GOAL OF THE EXERCISE: The entries must be repeated verbatim, and their images left out.

(Data extracted from a collection)

-- -- --

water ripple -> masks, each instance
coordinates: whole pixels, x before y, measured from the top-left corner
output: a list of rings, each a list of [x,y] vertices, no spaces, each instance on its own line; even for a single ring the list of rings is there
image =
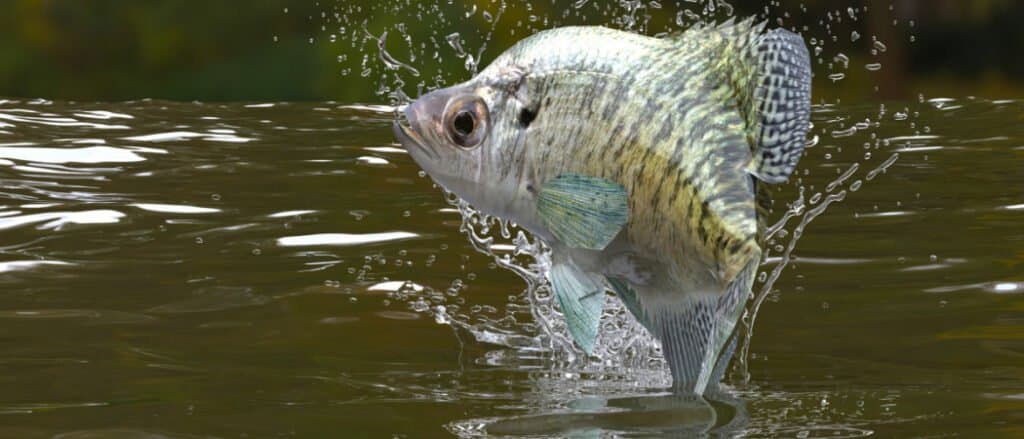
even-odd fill
[[[44,221],[46,223],[38,226],[38,229],[60,230],[68,224],[113,224],[119,222],[124,216],[124,213],[109,209],[34,213],[0,218],[0,230],[13,229]]]
[[[417,238],[420,235],[409,232],[386,233],[315,233],[312,235],[285,236],[277,239],[282,247],[304,247],[316,245],[362,245]]]
[[[210,142],[229,142],[229,143],[246,143],[251,142],[255,139],[248,137],[239,137],[233,133],[221,131],[214,132],[211,130],[209,133],[196,133],[192,131],[170,131],[166,133],[154,133],[145,134],[141,136],[130,136],[123,137],[124,140],[131,140],[135,142],[181,142],[185,140],[200,139]]]
[[[133,203],[131,205],[142,210],[159,213],[204,214],[220,212],[220,209],[212,207],[189,206],[185,204]]]
[[[14,145],[14,144],[12,144]],[[0,157],[36,163],[131,163],[146,160],[139,153],[166,154],[157,148],[116,148],[88,146],[83,148],[48,148],[16,144],[0,146]]]

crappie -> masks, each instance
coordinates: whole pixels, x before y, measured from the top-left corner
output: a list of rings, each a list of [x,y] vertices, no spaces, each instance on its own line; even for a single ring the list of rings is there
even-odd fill
[[[566,27],[420,97],[394,131],[437,183],[551,247],[582,349],[608,286],[661,341],[674,389],[699,394],[732,355],[763,185],[800,159],[810,84],[803,40],[751,21],[662,39]]]

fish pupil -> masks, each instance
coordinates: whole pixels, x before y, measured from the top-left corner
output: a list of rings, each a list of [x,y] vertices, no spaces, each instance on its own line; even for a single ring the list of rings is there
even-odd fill
[[[529,108],[523,108],[523,111],[519,112],[519,125],[522,125],[524,128],[528,127],[530,126],[530,122],[533,122],[533,119],[536,118],[537,112]]]
[[[455,129],[455,133],[467,137],[473,133],[473,129],[476,127],[476,121],[473,118],[473,114],[468,111],[461,111],[455,115],[455,119],[452,120],[452,128]]]

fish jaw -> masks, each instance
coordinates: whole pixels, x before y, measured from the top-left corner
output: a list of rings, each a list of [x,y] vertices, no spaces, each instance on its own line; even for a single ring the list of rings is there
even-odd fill
[[[396,120],[391,125],[391,131],[395,134],[395,138],[412,157],[416,164],[422,168],[424,163],[429,163],[430,160],[437,159],[437,152],[430,146],[423,143],[422,138],[416,131],[409,126],[409,123],[403,118]]]
[[[392,124],[395,138],[413,161],[445,190],[463,199],[483,195],[478,182],[484,179],[478,150],[460,150],[444,138],[441,115],[458,87],[421,96],[405,107]]]
[[[392,131],[413,161],[446,191],[454,193],[474,206],[487,198],[486,191],[479,190],[479,185],[475,181],[458,173],[446,172],[445,167],[441,166],[444,162],[442,153],[424,141],[423,137],[407,123],[395,121],[392,124]]]
[[[392,131],[398,142],[405,147],[416,164],[428,174],[439,174],[440,167],[446,161],[443,151],[437,147],[439,140],[434,133],[438,131],[440,120],[433,108],[444,108],[447,93],[429,93],[406,105],[405,110],[392,125]]]

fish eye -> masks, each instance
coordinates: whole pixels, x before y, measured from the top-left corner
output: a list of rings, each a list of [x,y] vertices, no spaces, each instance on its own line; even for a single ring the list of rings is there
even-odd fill
[[[473,148],[487,137],[487,106],[475,95],[460,96],[448,103],[445,130],[452,143]]]
[[[473,127],[476,125],[476,117],[468,111],[460,111],[452,120],[452,129],[459,137],[469,137],[473,134]]]

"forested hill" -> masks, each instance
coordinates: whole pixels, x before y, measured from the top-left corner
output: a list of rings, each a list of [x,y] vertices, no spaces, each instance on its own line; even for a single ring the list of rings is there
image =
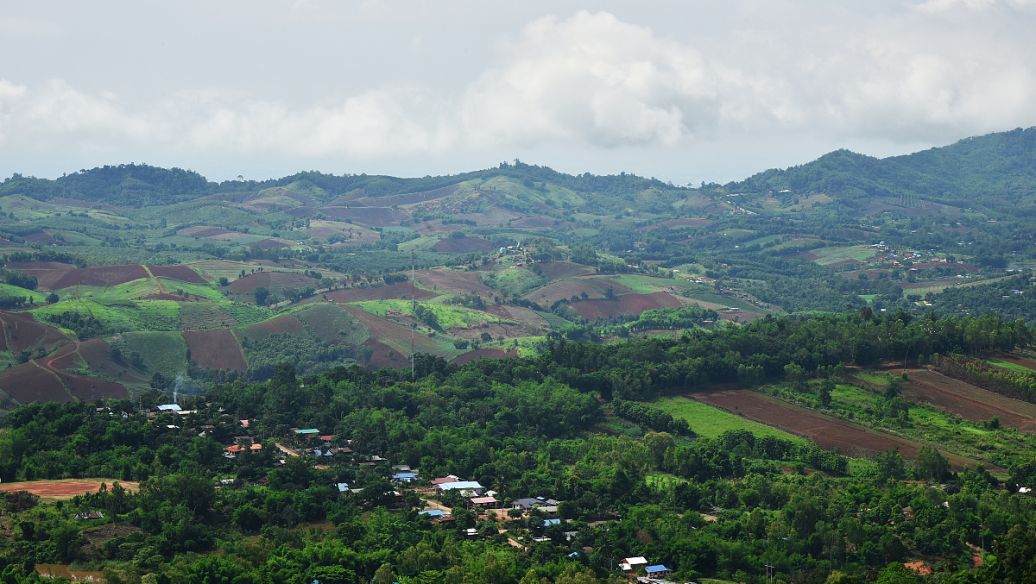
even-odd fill
[[[966,138],[950,146],[878,159],[837,150],[801,166],[767,170],[728,192],[825,193],[845,202],[917,197],[954,206],[1036,213],[1036,127]]]
[[[0,196],[24,195],[39,200],[79,199],[120,207],[142,207],[176,203],[213,194],[254,193],[275,187],[291,187],[318,201],[326,202],[339,196],[377,198],[426,194],[456,189],[469,181],[478,180],[484,183],[493,179],[511,179],[526,188],[547,194],[556,194],[555,191],[563,190],[595,195],[597,203],[617,208],[629,204],[629,196],[643,191],[677,194],[688,190],[633,174],[569,175],[546,166],[523,164],[518,161],[463,174],[421,178],[368,174],[334,175],[308,171],[265,181],[224,182],[212,182],[196,172],[180,168],[122,164],[80,170],[54,180],[15,174],[0,183]]]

-- -- --

RESULT:
water ripple -> masks, each instance
coordinates: whole pixels, x before y, measured from the top-left corner
output: a list of rings, each a list of [x,y] vertices, no spaces, each instance on its own line; even for a single ring the list of rings is there
image =
even-odd fill
[[[44,221],[46,223],[38,226],[38,229],[60,230],[68,224],[113,224],[119,222],[124,216],[124,213],[109,209],[34,213],[0,218],[0,230],[13,229]]]
[[[417,238],[420,235],[409,232],[386,233],[315,233],[312,235],[285,236],[277,239],[282,247],[304,247],[316,245],[362,245]]]
[[[210,142],[229,142],[229,143],[246,143],[251,142],[255,139],[248,137],[239,137],[233,133],[221,131],[214,132],[211,130],[209,133],[196,133],[192,131],[170,131],[166,133],[154,133],[145,134],[141,136],[130,136],[123,137],[124,140],[131,140],[135,142],[181,142],[185,140],[200,139]]]
[[[133,203],[131,205],[142,210],[159,213],[204,214],[220,212],[220,209],[212,207],[189,206],[185,204]]]
[[[14,145],[14,144],[12,144]],[[0,157],[36,163],[131,163],[146,160],[139,153],[166,154],[157,148],[116,148],[88,146],[83,148],[48,148],[16,144],[0,146]]]

crappie -> masks, each instance
coordinates: whole pixels, x before y, measured from the top-left corner
output: a list of rings, each a list of [x,y] vertices, no spaces, each instance on its own line; even for a single ring the list of rings is there
even-odd fill
[[[566,27],[420,97],[394,131],[437,183],[551,247],[582,349],[608,286],[661,341],[674,389],[699,394],[732,355],[763,185],[800,159],[810,84],[803,40],[751,21],[662,39]]]

fish pupil -> masks, each instance
coordinates: whole pixels, x before y, measured from the top-left corner
output: a list of rings, each a list of [x,y] vertices, no spaces, each instance on its own line; even for a single ring the list of rings is there
even-odd fill
[[[529,108],[523,108],[523,111],[519,112],[519,125],[522,125],[524,128],[528,127],[530,126],[530,122],[533,122],[533,119],[536,118],[537,112]]]
[[[455,129],[455,133],[467,137],[473,133],[473,129],[476,127],[476,121],[473,118],[473,114],[468,111],[461,111],[455,115],[455,119],[452,120],[452,128]]]

fish jaw -> masks, each instance
coordinates: whole pixels, x before y, measured from the top-left corner
output: a list of rings, each a list of [x,y] vertices, no spaces, each instance on its own line; even for a single ring the list of rings is there
even-odd fill
[[[396,120],[391,125],[391,131],[395,134],[395,138],[412,157],[416,164],[422,168],[424,163],[429,163],[430,160],[437,159],[437,152],[430,146],[423,143],[422,138],[416,131],[409,126],[409,123],[403,118]]]
[[[392,124],[395,138],[413,161],[445,190],[463,199],[483,195],[478,182],[484,179],[478,150],[460,150],[444,138],[441,115],[458,87],[421,96],[405,107]]]
[[[392,131],[413,161],[446,191],[454,193],[474,206],[487,198],[486,191],[479,190],[479,185],[475,181],[458,173],[446,172],[445,167],[441,166],[444,162],[442,153],[424,141],[423,137],[407,123],[395,121],[392,124]]]
[[[392,131],[398,142],[405,147],[416,164],[428,174],[439,174],[440,167],[446,161],[443,151],[437,147],[439,140],[434,133],[438,131],[440,120],[433,108],[444,108],[447,93],[429,93],[406,105],[405,110],[392,125]]]

fish eye -> masks, each instance
coordinates: whole pixels, x before y, measured from the top-left corner
output: a list of rings, each a list of [x,y] vertices, no spaces, each instance on its own line; even for a single ring the list of rings is there
even-odd fill
[[[473,148],[487,137],[487,106],[475,95],[460,96],[448,103],[445,130],[452,143]]]
[[[473,127],[476,125],[476,117],[468,111],[460,111],[452,120],[452,129],[459,137],[469,137],[473,134]]]

"forested hill" -> masks, each instance
coordinates: whole pixels, x before y, measured from the top-left corner
output: a list of rings, each a list of [x,y] vertices, no spaces, each instance on its own line; even for a single ring the list of rings is there
image =
even-odd fill
[[[966,138],[950,146],[878,159],[837,150],[801,166],[767,170],[728,192],[825,193],[845,202],[917,197],[954,206],[1036,213],[1036,127]]]
[[[0,196],[24,195],[39,200],[79,199],[120,207],[142,207],[176,203],[213,194],[254,193],[275,187],[291,187],[318,201],[326,202],[339,196],[377,198],[426,194],[456,189],[469,181],[478,180],[484,183],[493,179],[511,179],[526,188],[547,194],[556,194],[555,191],[563,190],[595,195],[597,203],[617,208],[629,204],[629,196],[643,191],[677,194],[688,190],[633,174],[569,175],[546,166],[523,164],[518,161],[463,174],[421,178],[368,174],[334,175],[308,171],[265,181],[224,182],[212,182],[196,172],[180,168],[122,164],[80,170],[54,180],[15,174],[0,183]]]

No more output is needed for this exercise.